Our patio sits on the south side of the house. Weeds persist in the cement cracks, but I don't much care. Weeds are a haven for living things, and living things I do appreciate, regardless of how many legs they have. Just off the patio and alongside the house, a wire fence runs six feet up and four feet across. A trumpet vine climbs up its rungs and produces slender and erect orange flowers that cluster like the Queen’s Guard. The vine needs a taller fence, but I like the canopy it creates as it lops over the walk. 

 

Two birdhouses hang from the fence, and the foliage from the trumpet vine creates a camouflage effect. The first house mimics a red barn, faded from years of wear. Sturdy in construction, it has a single hole for a door and an antique porcelain insulator for a perch. The other is a flimsy white house with a curling roof. Its perch fell off, but the tiny nails that held it are still there. It weighs less than half of the other. If the red barn is a single-family bungalow, the white house is something akin to a drafty tent in a windstorm, but for some reason, this year’s house wrens preferred it.

## Information supplied:
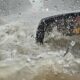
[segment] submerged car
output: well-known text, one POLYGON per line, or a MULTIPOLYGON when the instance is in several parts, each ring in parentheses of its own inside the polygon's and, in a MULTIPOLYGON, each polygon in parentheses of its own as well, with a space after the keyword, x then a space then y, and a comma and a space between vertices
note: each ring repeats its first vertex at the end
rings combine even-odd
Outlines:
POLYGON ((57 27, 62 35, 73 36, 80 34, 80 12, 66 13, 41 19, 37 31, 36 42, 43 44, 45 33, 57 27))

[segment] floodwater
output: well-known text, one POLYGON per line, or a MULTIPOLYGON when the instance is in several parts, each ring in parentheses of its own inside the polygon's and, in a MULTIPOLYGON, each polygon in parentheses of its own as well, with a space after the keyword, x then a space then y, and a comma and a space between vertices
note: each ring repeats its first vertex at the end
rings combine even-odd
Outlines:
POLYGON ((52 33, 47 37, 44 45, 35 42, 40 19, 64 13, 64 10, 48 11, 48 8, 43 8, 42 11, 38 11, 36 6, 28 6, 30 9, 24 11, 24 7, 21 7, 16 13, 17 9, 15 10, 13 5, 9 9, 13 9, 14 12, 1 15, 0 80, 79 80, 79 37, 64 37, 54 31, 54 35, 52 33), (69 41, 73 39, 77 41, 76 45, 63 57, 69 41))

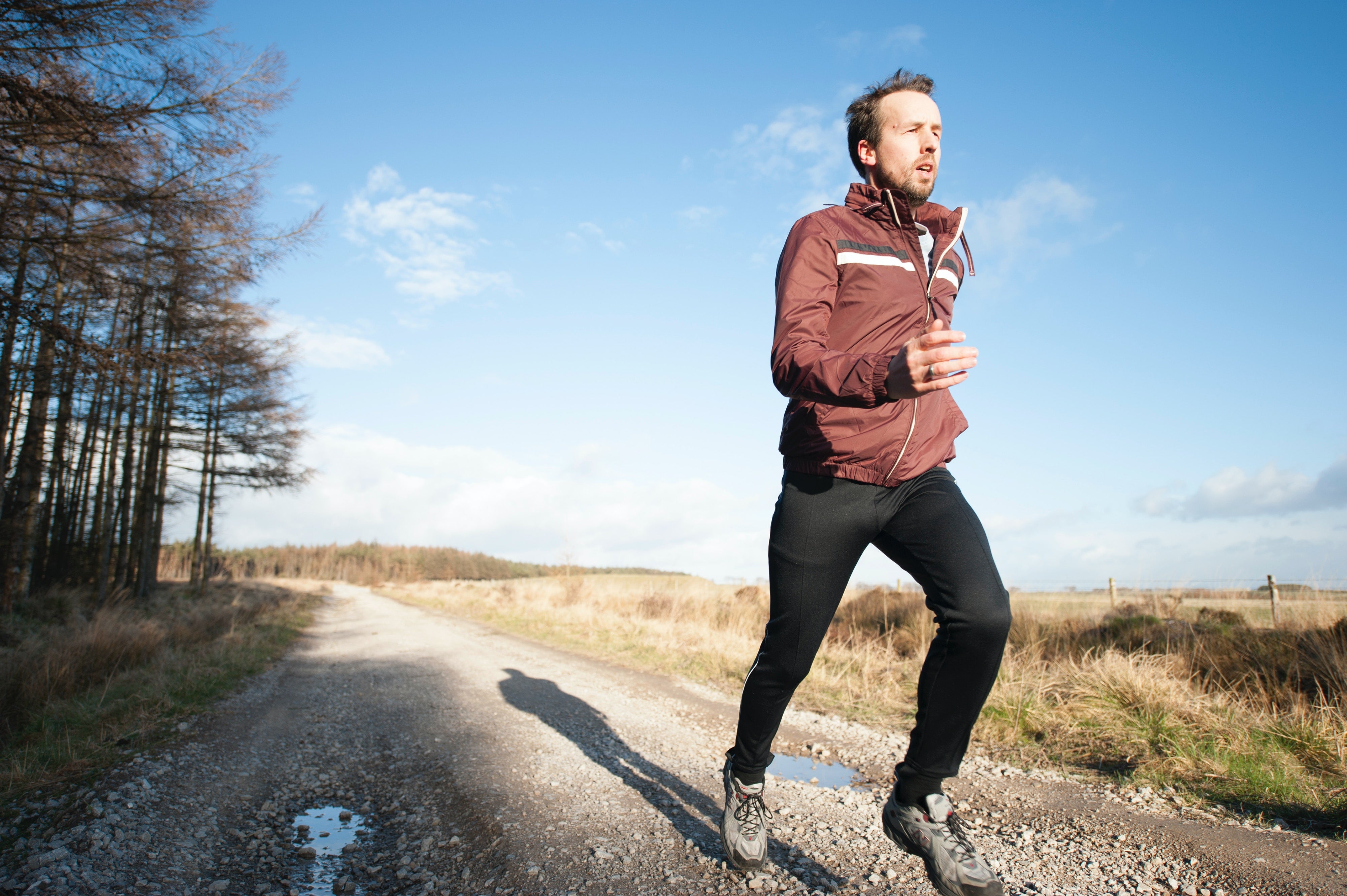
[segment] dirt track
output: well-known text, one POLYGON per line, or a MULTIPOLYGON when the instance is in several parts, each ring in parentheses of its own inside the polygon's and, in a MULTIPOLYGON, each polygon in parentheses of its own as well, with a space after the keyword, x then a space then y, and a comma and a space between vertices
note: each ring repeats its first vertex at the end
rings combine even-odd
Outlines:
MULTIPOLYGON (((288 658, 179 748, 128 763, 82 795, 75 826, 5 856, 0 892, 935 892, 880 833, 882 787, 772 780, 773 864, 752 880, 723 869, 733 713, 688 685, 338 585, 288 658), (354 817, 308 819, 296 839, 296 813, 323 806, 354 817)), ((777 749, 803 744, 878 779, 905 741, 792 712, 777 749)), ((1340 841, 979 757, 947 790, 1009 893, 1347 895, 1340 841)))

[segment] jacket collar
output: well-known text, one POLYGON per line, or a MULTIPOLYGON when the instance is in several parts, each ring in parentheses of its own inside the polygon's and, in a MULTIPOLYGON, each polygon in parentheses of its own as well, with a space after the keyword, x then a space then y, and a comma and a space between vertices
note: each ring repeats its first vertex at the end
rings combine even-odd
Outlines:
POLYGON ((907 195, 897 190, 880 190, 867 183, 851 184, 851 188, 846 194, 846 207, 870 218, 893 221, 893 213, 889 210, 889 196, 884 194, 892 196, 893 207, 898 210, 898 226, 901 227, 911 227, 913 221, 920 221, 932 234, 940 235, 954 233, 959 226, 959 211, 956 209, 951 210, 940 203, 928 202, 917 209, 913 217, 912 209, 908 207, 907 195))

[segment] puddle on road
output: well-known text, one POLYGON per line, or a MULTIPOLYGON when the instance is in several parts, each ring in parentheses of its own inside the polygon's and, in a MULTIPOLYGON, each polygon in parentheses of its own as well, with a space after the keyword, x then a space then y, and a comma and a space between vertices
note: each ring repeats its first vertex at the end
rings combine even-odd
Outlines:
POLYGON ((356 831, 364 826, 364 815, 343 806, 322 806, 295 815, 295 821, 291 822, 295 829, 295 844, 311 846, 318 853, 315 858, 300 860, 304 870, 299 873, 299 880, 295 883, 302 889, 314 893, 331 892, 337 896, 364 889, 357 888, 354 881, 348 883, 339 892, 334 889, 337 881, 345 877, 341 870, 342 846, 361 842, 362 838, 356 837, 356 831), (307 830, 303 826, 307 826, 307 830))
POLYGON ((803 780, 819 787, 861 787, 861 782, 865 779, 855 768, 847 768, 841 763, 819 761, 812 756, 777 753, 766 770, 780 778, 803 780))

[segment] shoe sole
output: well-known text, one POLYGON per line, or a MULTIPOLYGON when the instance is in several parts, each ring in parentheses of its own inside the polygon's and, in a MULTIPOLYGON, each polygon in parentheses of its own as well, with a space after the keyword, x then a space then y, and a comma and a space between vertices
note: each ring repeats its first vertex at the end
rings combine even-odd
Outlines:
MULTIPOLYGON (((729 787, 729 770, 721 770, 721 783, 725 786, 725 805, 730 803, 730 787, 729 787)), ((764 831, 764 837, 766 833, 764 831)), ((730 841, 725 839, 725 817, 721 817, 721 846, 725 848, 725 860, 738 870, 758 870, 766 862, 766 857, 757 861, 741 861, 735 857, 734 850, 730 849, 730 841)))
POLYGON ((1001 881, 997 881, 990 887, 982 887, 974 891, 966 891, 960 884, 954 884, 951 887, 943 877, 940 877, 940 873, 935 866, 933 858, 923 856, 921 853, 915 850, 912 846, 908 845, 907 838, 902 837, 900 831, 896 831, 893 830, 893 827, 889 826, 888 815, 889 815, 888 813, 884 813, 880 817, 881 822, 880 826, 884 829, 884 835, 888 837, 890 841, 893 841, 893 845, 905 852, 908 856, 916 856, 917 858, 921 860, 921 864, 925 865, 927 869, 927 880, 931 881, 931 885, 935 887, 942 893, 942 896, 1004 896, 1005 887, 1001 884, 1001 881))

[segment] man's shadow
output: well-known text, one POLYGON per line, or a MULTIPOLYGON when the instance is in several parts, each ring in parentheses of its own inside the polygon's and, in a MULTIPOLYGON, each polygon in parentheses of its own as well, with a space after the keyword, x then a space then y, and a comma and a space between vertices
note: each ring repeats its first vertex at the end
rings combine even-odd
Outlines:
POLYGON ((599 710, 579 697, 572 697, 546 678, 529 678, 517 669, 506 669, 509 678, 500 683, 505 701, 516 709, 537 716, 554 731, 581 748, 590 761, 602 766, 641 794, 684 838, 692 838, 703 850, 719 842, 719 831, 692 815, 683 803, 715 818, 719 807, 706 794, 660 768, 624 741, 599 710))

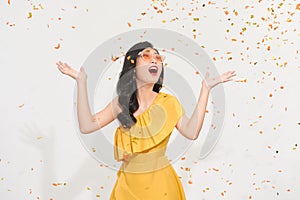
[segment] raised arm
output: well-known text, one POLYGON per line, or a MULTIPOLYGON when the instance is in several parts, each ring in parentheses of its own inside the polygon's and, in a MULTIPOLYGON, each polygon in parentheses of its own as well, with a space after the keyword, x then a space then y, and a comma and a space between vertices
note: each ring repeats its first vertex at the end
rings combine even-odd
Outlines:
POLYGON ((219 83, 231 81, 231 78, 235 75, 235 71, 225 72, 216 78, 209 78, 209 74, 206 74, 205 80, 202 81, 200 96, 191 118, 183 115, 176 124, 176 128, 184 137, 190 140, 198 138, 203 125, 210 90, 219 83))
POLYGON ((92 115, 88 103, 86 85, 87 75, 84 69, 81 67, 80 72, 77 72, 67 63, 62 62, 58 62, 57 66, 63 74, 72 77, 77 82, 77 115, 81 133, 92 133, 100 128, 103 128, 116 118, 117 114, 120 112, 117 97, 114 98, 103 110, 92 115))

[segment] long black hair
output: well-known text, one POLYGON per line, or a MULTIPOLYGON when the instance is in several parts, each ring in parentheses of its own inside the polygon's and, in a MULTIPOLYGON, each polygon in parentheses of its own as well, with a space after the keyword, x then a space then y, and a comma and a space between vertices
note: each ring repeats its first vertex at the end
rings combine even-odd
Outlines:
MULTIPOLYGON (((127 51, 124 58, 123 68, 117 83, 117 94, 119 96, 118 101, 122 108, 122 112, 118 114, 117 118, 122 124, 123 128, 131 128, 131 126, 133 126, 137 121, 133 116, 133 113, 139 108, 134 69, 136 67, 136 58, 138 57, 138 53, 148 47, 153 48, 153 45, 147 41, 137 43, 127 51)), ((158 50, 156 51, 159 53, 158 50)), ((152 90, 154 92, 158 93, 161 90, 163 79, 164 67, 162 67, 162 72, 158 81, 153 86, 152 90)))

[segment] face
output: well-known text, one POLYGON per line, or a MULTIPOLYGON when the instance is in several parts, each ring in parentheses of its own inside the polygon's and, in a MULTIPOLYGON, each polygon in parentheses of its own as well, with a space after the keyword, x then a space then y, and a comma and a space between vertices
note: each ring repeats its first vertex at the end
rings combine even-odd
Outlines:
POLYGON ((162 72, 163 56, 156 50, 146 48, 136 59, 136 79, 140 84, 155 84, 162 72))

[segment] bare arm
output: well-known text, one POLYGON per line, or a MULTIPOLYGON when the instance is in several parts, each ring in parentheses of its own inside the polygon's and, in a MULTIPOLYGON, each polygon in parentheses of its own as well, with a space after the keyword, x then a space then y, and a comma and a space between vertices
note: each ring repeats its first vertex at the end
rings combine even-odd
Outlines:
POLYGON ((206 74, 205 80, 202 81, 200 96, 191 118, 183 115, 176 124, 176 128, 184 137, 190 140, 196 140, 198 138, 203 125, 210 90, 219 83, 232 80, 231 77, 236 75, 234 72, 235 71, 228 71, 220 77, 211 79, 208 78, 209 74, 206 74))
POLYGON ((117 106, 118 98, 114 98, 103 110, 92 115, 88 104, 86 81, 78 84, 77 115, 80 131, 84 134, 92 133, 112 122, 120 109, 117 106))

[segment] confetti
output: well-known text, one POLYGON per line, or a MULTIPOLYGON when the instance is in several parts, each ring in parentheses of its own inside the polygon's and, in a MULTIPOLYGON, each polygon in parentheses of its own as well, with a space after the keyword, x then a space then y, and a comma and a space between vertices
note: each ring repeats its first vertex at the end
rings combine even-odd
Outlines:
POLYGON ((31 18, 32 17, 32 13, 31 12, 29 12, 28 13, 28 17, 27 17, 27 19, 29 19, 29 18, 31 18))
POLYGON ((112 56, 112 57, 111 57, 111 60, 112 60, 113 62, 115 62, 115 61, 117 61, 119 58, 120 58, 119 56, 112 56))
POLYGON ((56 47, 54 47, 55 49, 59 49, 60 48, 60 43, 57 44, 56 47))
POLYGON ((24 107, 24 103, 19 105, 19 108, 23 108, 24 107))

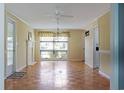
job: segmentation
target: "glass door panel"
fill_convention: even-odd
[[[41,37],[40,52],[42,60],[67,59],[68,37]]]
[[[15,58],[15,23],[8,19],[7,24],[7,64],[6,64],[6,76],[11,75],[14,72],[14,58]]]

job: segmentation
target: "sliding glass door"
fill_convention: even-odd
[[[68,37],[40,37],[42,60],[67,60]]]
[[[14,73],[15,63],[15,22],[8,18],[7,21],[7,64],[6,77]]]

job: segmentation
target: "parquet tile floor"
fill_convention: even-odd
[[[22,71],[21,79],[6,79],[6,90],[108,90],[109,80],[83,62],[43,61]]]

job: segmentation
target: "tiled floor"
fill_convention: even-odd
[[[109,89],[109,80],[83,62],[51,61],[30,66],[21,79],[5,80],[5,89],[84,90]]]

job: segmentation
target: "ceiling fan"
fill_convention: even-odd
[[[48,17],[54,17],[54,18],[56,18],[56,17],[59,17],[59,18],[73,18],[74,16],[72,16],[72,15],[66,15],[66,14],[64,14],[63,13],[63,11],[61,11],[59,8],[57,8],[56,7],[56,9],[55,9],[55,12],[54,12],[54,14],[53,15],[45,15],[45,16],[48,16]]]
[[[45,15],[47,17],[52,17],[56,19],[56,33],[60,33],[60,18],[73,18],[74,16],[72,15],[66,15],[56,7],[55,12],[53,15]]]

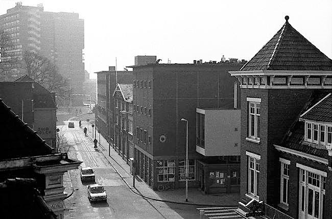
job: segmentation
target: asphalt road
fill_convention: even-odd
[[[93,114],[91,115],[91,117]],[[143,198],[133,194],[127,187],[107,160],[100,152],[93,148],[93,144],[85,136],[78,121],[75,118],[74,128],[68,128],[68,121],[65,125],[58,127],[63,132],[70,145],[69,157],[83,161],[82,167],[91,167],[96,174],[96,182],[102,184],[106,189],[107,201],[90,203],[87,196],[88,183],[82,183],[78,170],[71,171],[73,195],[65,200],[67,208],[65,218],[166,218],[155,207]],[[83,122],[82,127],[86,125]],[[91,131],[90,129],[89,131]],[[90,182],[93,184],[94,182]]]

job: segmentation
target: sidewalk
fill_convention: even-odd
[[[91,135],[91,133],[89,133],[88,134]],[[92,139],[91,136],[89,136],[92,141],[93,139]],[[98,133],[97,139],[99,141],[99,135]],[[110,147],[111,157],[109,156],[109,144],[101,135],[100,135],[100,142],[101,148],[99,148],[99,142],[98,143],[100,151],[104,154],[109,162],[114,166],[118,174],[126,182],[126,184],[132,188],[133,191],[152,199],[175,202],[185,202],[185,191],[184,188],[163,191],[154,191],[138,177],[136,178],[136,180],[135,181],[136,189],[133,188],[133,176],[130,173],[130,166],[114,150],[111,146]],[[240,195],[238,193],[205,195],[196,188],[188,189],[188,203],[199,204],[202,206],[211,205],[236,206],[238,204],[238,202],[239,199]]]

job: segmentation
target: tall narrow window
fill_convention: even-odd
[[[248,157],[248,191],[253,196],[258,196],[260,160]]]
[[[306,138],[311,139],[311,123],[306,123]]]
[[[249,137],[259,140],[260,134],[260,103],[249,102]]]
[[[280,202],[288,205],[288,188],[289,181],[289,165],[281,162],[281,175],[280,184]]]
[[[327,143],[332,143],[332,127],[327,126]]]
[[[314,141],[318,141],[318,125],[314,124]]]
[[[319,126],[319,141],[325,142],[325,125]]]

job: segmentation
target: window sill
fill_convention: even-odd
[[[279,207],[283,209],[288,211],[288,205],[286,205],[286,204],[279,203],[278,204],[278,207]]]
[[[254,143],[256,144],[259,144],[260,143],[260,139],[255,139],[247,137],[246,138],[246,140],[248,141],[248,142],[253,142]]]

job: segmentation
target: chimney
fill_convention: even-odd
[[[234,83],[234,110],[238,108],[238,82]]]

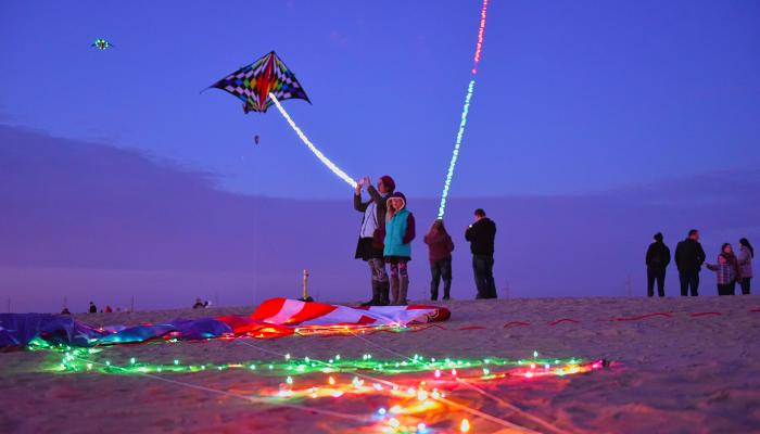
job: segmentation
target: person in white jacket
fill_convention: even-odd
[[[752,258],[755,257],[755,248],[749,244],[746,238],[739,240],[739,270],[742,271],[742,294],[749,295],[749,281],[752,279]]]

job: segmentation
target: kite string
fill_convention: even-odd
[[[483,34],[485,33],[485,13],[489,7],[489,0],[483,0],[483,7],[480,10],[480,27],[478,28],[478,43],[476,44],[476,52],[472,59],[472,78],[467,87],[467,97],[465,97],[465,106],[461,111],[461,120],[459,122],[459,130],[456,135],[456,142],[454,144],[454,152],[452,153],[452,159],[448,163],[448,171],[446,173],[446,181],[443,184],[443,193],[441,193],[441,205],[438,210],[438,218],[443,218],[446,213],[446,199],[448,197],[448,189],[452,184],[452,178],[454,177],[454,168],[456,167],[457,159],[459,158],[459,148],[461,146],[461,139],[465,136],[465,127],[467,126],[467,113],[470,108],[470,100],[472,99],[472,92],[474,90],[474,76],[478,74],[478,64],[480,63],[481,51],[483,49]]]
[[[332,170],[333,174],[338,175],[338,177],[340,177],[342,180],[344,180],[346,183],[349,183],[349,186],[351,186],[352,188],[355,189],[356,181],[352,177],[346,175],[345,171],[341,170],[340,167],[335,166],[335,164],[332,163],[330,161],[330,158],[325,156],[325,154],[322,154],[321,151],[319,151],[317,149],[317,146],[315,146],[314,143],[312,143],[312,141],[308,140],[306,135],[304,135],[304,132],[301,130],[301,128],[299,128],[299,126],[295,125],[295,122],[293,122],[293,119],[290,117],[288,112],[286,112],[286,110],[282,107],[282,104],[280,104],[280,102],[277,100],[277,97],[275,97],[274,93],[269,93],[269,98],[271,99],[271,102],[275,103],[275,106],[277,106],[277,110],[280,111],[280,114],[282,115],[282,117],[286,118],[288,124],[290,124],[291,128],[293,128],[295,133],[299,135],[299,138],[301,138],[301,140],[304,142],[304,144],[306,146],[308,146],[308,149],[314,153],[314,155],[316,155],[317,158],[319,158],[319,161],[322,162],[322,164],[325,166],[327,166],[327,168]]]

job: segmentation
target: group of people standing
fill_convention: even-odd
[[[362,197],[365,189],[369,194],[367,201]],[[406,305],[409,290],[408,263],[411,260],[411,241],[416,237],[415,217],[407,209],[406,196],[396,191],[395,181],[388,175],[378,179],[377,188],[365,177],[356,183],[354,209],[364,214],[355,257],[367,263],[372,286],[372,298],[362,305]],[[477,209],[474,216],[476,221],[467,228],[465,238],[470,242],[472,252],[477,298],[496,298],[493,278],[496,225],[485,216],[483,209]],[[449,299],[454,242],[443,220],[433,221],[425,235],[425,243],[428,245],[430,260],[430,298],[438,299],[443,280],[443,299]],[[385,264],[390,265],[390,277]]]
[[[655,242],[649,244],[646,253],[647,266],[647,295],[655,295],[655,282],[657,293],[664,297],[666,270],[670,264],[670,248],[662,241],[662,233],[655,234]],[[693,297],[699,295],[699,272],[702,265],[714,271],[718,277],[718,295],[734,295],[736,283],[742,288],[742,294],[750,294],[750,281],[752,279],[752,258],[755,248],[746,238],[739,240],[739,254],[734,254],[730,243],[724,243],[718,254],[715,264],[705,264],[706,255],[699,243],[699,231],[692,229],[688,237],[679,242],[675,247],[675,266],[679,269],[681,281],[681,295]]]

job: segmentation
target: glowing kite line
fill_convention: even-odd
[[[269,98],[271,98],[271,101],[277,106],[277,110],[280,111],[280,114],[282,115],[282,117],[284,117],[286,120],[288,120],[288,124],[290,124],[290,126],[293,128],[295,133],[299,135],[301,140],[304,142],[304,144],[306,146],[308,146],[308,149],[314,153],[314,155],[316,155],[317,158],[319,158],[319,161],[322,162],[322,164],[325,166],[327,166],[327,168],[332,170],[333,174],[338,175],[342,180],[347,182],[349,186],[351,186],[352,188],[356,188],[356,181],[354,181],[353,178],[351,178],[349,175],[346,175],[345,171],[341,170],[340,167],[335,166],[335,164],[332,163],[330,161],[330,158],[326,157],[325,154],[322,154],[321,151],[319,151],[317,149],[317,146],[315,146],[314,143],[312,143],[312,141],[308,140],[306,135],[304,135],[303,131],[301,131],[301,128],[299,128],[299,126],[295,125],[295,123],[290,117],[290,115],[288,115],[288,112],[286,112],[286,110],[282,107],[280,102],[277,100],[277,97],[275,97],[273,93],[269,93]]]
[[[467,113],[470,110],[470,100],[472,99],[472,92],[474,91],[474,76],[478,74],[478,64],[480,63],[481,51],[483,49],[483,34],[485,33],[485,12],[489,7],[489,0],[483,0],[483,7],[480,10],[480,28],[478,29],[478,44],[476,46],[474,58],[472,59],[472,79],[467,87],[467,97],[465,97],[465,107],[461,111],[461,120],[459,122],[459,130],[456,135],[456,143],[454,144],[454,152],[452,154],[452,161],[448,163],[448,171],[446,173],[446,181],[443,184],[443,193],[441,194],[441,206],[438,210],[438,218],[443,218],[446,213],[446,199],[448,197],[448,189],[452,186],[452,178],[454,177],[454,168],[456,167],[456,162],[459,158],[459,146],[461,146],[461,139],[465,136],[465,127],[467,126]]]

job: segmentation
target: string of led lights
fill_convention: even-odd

## Directions:
**A.** In the patio text, what serves as the perch on the red barn birdhouse?
**B.** Rewrite the part of the patio text starting with "Two birdhouses hang" and going on through "wrens preferred it.", putting "white cottage" in place of "white house".

## Completed exercise:
**A.** An antique porcelain insulator serves as its perch.

**B.**
Two birdhouses hang from the fence, and the foliage from the trumpet vine creates a camouflage effect. The first house mimics a red barn, faded from years of wear. Sturdy in construction, it has a single hole for a door and an antique porcelain insulator for a perch. The other is a flimsy white cottage with a curling roof. Its perch fell off, but the tiny nails that held it are still there. It weighs less than half of the other. If the red barn is a single-family bungalow, the white cottage is something akin to a drafty tent in a windstorm, but for some reason, this year’s house wrens preferred it.